* Begin TASK DATA *

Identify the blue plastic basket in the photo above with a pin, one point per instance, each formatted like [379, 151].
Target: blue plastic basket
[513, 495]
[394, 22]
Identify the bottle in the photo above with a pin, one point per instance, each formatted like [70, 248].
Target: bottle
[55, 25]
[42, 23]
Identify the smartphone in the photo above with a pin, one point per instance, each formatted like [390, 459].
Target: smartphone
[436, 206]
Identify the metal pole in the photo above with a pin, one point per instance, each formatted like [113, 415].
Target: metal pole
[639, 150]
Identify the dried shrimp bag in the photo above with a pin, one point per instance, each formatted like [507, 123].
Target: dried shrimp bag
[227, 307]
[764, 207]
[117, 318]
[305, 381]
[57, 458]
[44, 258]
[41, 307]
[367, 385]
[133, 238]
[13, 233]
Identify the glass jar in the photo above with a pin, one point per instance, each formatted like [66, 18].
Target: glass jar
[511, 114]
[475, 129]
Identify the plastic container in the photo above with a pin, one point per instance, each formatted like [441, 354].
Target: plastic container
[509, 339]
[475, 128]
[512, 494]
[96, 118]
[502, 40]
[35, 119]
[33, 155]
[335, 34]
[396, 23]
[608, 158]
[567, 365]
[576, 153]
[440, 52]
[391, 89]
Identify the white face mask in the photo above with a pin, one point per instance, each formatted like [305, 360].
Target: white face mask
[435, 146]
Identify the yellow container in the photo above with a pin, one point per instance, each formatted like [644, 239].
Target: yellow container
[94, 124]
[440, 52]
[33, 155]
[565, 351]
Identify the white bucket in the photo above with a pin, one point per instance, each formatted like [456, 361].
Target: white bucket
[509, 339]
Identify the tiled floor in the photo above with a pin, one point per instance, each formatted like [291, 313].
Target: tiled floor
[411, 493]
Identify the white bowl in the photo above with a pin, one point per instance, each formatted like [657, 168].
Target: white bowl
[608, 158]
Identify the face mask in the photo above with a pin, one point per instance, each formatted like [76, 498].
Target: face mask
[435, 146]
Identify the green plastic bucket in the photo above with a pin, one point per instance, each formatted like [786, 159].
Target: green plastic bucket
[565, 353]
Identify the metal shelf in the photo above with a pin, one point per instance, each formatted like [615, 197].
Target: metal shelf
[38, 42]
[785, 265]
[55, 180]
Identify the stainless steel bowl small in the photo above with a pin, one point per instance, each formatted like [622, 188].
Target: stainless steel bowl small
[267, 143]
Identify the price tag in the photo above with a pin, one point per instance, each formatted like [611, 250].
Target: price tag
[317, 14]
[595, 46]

* End TASK DATA *

Copy all of the records above word for word, keeping every line unchanged and in the same order.

Identify the blue plastic basket in the photo above with a pin, one point per instance, each formatted like [379, 151].
Target: blue plastic basket
[513, 495]
[394, 22]
Identify the bottle in the photo above with a pin, one point per instance, each formatted like [70, 248].
Target: bottle
[55, 25]
[42, 23]
Identify the smartphone in the photo above with a pin, one point per instance, each formatted like [390, 459].
Target: smartphone
[436, 206]
Identify the metal pole in the photo above with a pin, one point per instance, each formatted like [113, 415].
Target: metal pole
[639, 150]
Identify the dried shrimp bag in the photo above with a pin, one point per instance, each formatted like [507, 123].
Target: dried shrimp bag
[227, 307]
[764, 207]
[117, 318]
[305, 381]
[57, 458]
[44, 258]
[41, 307]
[367, 385]
[133, 238]
[13, 233]
Identify the glass jar in the photo above with a pin, one point per instance, each formatted like [66, 18].
Target: glass jar
[511, 114]
[475, 129]
Identify the plastic container in the photo above with a pin, one point per instance, each formatted like [441, 354].
Target: plastic container
[509, 339]
[475, 128]
[512, 494]
[96, 118]
[502, 40]
[35, 119]
[33, 155]
[335, 34]
[396, 23]
[608, 158]
[567, 365]
[576, 153]
[440, 52]
[391, 89]
Identify the white face mask in the photo above with a pin, one point per instance, each formatted like [305, 360].
Target: white face mask
[435, 146]
Identify the yellow container in the photo above with a pin, one point per instance, each formatted like [644, 239].
Target: yellow container
[94, 124]
[440, 52]
[33, 155]
[565, 351]
Identify the white bucket in the photo above with a pin, one point per instance, each formatted like [456, 361].
Target: white bucket
[509, 339]
Identify the tiled floor in the photo above with a pin, one point per instance, each formatted like [291, 313].
Target: tiled floor
[411, 493]
Identify the white bowl in the photo above with a pin, one point per instance, each formatted like [657, 168].
Target: white bowl
[608, 158]
Identify the face mask in the photo above with a pin, one point per instance, each formatted like [76, 498].
Target: face mask
[435, 146]
Identify the green plastic bucket in the photo above with a pin, one point per instance, each formatted like [786, 159].
Target: green plastic bucket
[565, 353]
Identify the metal shelf in the photo above with a pin, one point per instance, each formatted like [615, 197].
Target: metal shelf
[38, 42]
[785, 265]
[55, 180]
Identify the stainless steel bowl small in the photo above with a pin, one point per instance, each formatted like [622, 188].
Target: stainless steel bowl small
[267, 143]
Identify the price tag in the photo above with a pin, one point per instance, each formatted like [611, 250].
Target: price tag
[317, 14]
[595, 46]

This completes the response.